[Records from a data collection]
Begin

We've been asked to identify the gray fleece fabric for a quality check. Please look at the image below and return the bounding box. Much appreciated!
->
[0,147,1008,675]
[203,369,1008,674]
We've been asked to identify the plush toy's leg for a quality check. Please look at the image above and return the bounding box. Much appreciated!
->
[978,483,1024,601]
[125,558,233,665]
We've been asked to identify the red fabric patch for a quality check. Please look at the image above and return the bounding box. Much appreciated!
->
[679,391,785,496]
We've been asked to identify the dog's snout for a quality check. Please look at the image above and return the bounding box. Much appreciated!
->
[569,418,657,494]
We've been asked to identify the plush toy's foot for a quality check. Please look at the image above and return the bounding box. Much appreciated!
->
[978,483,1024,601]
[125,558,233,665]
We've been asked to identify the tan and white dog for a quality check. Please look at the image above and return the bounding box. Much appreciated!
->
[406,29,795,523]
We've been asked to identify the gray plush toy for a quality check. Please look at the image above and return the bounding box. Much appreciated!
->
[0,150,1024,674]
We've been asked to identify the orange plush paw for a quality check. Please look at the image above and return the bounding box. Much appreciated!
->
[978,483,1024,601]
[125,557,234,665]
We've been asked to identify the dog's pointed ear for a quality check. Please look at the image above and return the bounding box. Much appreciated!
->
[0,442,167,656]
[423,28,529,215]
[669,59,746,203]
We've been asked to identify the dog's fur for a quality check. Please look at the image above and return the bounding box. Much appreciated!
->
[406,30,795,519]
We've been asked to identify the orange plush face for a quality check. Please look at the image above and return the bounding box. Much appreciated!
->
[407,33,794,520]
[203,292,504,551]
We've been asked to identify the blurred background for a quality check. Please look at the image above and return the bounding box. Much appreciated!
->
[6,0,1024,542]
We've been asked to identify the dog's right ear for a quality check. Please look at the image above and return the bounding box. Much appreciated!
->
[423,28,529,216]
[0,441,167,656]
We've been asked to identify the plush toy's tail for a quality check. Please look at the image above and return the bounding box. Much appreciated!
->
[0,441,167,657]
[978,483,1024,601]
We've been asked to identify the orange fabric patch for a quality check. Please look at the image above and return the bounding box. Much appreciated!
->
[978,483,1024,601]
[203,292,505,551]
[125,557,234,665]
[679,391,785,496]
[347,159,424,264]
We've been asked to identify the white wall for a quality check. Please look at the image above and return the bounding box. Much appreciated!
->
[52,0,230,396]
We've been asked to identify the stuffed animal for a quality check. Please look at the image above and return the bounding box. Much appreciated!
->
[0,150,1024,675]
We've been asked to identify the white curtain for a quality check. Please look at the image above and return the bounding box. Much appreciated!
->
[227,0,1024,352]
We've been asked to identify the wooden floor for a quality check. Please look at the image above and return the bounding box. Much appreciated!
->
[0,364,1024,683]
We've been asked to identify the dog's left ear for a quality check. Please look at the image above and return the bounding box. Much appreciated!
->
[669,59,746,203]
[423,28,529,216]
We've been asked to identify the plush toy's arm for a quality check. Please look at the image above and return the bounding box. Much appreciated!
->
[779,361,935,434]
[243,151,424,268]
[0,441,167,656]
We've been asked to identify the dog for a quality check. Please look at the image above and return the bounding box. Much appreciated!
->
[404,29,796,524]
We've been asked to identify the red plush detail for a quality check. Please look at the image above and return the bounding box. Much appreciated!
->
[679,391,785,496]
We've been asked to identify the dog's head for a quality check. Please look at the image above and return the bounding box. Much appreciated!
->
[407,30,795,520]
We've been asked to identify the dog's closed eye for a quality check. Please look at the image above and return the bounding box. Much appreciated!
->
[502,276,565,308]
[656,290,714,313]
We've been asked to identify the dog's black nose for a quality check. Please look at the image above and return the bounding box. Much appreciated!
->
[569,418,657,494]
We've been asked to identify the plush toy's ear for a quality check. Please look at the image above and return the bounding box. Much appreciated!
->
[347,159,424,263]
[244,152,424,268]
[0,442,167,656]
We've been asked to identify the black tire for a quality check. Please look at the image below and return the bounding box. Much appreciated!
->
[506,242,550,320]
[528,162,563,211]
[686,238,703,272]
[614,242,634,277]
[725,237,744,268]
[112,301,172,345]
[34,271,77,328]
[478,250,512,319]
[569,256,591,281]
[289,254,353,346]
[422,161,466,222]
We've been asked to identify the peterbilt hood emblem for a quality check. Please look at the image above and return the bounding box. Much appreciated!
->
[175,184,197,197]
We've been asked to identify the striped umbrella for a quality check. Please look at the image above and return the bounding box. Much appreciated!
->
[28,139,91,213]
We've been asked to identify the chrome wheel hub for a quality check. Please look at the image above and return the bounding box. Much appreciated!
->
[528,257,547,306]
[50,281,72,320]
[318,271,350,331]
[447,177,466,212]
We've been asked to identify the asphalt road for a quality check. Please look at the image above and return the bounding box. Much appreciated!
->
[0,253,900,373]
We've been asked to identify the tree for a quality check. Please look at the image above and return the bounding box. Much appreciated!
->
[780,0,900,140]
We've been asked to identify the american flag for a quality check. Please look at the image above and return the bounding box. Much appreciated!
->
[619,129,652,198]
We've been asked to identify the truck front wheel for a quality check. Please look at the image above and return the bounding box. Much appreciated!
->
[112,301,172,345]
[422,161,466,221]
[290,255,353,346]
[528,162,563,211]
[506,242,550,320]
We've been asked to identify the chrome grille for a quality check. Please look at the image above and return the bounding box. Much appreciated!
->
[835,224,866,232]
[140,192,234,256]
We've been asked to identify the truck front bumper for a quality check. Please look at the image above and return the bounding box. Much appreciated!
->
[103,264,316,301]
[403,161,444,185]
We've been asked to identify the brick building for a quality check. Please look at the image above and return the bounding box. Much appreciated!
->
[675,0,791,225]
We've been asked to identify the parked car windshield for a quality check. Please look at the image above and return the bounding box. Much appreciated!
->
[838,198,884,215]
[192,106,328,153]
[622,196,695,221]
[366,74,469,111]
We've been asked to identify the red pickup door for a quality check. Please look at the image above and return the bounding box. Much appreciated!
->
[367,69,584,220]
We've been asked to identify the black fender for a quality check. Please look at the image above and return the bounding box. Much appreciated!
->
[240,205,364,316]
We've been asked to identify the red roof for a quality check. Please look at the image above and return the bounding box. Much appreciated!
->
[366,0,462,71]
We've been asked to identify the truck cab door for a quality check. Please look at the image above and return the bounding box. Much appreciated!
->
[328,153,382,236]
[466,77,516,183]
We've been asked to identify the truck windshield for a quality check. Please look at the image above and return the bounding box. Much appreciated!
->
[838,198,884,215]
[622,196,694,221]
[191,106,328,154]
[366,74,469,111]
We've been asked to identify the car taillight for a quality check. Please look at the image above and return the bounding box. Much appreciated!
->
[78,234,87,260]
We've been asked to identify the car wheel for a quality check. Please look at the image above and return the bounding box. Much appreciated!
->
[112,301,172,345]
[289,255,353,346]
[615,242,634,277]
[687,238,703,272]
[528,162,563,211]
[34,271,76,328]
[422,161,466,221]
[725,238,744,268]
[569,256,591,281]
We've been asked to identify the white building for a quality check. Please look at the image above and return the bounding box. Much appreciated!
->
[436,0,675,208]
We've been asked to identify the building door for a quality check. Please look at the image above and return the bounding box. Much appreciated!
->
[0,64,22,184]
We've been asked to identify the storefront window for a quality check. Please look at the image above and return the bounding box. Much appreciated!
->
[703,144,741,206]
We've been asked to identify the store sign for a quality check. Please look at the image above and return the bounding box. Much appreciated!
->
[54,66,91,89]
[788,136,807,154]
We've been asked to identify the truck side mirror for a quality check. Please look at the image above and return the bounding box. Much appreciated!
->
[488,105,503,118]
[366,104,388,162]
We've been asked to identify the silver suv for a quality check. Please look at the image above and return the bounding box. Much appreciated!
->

End

**INSTRUCTION:** Echo verbatim the rows from the line containing "We've been asked to identify the tree" through the line containing "[780,0,900,140]", including both of those lines.

**THE ANSWER:**
We've been asked to identify the tree for a quality check. Please look at the image above and return the bounding box. Much appreciated!
->
[780,0,900,140]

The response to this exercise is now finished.